--- BEGIN ---

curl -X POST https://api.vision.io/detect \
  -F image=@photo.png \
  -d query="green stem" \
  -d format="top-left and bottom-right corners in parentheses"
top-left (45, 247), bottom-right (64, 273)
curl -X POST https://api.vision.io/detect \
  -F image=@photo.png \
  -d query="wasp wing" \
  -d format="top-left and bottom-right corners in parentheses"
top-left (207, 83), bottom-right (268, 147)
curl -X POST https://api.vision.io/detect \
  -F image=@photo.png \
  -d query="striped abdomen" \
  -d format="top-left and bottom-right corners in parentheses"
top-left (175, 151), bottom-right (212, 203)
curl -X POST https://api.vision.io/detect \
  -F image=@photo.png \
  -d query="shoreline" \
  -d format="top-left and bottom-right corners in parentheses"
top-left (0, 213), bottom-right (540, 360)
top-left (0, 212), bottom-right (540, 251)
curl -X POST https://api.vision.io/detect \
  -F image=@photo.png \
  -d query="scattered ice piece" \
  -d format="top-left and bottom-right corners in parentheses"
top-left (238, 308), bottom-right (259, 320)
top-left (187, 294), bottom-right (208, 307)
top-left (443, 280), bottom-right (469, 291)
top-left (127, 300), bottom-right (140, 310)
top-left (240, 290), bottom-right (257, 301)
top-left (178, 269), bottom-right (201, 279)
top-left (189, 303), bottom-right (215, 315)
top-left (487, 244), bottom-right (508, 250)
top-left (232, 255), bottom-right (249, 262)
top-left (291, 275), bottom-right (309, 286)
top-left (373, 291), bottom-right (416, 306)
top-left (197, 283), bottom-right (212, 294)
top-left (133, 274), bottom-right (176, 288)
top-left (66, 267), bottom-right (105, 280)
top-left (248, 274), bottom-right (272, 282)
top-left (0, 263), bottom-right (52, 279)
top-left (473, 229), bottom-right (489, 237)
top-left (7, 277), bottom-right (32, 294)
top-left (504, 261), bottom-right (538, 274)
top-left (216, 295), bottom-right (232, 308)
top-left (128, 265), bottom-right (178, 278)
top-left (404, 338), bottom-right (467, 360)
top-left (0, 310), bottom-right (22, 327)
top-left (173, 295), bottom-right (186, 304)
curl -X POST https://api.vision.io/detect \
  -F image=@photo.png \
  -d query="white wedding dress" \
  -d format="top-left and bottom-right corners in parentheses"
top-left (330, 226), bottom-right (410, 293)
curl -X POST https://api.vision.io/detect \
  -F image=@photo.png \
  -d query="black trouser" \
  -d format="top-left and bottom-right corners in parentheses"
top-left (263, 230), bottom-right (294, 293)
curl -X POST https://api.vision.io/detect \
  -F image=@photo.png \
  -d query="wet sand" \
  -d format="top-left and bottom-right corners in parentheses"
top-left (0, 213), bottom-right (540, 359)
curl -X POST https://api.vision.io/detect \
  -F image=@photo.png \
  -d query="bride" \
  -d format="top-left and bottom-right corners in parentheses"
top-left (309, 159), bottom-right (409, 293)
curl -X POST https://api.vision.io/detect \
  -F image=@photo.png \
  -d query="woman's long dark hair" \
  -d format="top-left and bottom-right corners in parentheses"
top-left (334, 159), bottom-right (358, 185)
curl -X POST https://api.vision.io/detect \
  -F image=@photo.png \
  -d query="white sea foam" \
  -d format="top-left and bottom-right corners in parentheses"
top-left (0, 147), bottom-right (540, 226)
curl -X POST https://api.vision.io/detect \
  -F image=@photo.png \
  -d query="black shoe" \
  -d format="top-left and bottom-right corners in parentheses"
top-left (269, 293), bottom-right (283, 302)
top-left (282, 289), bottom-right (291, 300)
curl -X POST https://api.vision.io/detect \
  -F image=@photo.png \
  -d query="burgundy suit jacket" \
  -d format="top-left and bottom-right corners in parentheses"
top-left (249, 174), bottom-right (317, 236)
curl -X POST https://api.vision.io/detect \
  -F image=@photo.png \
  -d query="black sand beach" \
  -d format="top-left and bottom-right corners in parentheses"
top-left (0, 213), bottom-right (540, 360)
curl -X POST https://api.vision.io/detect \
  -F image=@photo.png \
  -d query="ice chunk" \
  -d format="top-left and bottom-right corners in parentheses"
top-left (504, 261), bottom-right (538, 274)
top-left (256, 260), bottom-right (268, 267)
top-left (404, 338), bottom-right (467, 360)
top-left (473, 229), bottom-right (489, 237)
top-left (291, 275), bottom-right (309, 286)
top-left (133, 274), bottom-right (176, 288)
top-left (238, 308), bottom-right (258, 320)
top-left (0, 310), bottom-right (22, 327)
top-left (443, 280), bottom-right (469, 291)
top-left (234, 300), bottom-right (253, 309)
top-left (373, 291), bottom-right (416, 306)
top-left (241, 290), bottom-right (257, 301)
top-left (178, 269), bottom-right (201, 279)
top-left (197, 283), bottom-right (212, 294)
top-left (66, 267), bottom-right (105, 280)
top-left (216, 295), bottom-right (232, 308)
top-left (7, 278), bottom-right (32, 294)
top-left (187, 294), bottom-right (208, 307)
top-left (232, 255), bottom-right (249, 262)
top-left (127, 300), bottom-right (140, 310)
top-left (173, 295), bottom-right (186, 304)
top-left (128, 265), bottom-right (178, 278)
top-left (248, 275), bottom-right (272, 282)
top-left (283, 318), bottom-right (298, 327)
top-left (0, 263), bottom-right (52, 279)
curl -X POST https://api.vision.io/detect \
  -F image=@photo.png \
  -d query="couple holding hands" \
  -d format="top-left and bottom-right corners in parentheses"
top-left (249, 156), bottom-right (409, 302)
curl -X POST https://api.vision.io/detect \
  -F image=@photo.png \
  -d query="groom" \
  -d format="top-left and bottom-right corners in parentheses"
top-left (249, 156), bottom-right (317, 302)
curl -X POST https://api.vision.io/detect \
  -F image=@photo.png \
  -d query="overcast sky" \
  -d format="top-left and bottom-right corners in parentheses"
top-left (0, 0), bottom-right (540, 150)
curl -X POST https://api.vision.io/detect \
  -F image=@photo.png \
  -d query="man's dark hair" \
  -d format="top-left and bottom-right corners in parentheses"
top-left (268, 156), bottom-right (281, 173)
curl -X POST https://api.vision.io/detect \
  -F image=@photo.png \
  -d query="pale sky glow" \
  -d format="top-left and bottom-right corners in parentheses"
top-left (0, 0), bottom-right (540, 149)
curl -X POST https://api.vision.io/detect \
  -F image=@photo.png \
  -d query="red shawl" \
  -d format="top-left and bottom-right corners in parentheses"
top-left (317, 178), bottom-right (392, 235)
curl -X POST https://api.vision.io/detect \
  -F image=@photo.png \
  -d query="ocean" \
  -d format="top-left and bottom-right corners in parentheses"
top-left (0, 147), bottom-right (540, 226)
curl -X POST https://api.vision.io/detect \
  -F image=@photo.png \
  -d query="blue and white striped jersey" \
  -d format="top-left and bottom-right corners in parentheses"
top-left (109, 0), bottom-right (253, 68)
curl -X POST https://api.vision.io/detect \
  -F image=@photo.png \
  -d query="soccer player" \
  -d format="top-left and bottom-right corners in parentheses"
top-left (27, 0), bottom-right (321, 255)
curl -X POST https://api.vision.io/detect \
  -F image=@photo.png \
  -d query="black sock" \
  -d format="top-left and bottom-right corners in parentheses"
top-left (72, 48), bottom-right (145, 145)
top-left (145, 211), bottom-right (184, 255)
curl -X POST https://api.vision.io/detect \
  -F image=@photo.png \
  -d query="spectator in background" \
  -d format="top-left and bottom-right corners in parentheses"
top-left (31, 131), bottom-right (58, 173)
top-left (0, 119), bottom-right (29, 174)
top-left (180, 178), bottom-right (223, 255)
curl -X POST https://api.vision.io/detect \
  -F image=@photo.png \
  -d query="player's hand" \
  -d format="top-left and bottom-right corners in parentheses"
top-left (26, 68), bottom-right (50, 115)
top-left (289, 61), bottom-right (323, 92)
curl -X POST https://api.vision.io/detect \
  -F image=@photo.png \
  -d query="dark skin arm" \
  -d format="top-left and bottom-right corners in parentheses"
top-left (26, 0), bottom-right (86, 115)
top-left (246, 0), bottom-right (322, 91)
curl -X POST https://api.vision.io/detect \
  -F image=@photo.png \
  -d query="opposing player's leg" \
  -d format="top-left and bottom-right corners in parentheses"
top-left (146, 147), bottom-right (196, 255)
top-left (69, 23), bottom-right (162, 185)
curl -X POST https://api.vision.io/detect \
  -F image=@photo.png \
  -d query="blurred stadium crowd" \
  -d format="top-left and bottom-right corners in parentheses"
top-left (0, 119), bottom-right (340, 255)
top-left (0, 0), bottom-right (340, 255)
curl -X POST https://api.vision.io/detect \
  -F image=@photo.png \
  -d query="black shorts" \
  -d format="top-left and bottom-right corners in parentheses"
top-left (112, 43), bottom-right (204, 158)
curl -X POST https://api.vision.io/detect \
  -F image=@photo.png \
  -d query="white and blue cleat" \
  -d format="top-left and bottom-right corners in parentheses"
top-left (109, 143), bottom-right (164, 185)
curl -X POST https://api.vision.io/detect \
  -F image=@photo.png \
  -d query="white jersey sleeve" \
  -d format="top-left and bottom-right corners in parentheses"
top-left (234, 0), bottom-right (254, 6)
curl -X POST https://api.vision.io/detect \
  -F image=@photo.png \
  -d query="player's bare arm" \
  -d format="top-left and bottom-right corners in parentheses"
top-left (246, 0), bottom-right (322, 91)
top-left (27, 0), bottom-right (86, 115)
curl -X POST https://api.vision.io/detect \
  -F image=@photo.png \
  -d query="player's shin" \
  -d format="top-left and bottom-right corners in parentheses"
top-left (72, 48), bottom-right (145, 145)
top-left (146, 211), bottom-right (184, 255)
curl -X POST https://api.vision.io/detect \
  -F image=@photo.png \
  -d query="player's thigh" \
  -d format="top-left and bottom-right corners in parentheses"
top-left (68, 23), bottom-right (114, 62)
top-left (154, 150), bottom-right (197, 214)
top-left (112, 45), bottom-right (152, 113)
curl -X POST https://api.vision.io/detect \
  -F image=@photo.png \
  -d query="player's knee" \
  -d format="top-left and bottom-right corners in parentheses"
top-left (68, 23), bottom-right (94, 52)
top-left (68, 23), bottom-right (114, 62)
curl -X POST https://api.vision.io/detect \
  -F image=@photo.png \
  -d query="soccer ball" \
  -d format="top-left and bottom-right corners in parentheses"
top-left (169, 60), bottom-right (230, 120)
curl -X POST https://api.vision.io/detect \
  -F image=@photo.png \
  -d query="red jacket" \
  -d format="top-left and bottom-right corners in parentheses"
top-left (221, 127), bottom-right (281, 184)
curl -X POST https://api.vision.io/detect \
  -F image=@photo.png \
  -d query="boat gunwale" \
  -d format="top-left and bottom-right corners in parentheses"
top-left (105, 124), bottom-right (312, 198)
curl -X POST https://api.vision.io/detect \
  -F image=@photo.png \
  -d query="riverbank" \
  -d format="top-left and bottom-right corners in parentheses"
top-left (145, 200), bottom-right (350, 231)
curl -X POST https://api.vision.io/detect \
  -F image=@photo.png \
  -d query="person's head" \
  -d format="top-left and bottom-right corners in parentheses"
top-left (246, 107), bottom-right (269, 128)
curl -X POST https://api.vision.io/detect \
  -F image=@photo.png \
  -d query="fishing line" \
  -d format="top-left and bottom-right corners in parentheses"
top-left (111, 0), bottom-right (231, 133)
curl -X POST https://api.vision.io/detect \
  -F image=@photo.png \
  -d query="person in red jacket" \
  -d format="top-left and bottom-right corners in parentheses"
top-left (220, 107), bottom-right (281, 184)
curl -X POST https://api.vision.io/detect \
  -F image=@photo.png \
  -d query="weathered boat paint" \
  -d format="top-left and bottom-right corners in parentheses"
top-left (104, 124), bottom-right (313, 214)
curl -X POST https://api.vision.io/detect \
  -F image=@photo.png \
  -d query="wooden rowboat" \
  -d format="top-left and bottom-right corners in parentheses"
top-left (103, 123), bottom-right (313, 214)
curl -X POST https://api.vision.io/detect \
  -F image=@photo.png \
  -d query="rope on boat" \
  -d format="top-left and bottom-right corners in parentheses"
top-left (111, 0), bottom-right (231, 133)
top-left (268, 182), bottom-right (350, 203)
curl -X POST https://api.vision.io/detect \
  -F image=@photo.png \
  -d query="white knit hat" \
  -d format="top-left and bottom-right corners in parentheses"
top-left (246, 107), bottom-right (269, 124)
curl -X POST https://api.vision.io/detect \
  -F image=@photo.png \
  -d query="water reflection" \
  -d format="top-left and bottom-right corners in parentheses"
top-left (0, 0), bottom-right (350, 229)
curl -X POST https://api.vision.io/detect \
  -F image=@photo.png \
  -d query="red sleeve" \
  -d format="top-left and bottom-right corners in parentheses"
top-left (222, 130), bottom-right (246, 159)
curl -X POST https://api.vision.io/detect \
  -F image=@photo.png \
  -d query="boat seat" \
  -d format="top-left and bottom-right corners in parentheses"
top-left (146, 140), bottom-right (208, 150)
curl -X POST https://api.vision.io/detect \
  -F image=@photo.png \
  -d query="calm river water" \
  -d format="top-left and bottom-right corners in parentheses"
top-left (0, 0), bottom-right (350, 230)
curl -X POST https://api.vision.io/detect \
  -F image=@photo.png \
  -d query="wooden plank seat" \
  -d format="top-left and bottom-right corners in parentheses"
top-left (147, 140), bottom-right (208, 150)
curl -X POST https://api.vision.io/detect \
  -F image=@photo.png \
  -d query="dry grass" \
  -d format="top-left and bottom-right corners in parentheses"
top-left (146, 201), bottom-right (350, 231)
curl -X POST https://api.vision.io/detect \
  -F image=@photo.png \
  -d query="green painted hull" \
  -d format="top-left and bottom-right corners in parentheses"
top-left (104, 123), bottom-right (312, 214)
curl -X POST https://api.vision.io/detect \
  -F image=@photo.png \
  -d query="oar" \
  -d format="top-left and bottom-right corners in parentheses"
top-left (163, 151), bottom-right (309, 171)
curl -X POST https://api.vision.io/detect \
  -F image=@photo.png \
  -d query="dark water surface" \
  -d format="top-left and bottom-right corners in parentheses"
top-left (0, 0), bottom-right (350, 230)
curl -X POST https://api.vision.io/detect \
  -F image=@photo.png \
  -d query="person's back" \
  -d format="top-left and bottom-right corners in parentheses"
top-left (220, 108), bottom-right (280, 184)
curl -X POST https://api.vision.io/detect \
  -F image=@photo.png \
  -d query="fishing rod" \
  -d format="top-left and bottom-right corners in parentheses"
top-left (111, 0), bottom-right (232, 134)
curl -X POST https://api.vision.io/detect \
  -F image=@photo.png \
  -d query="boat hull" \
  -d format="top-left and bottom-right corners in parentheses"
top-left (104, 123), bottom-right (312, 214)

--- END ---

Aim of the exercise> Give the lines of the entries above as a JSON list of strings, with one string per line and blank lines omitted, starting at the first line and ending at the line that contains "top-left (0, 212), bottom-right (540, 251)", including that line.

Answer below>
[
  "curl -X POST https://api.vision.io/detect \\",
  "  -F image=@photo.png \\",
  "  -d query=\"green stem\" \\",
  "  -d format=\"top-left and bottom-right corners in parentheses\"",
  "top-left (45, 247), bottom-right (64, 273)",
  "curl -X POST https://api.vision.io/detect \\",
  "  -F image=@photo.png \\",
  "  -d query=\"wasp wing\" \\",
  "  -d format=\"top-left and bottom-right corners in parentheses\"",
  "top-left (207, 83), bottom-right (268, 147)",
  "curl -X POST https://api.vision.io/detect \\",
  "  -F image=@photo.png \\",
  "  -d query=\"striped abdomen\" \\",
  "  -d format=\"top-left and bottom-right corners in parentheses\"",
  "top-left (175, 151), bottom-right (212, 203)",
  "curl -X POST https://api.vision.io/detect \\",
  "  -F image=@photo.png \\",
  "  -d query=\"shoreline\" \\",
  "  -d format=\"top-left and bottom-right corners in parentheses\"",
  "top-left (0, 213), bottom-right (540, 360)",
  "top-left (0, 212), bottom-right (540, 251)"
]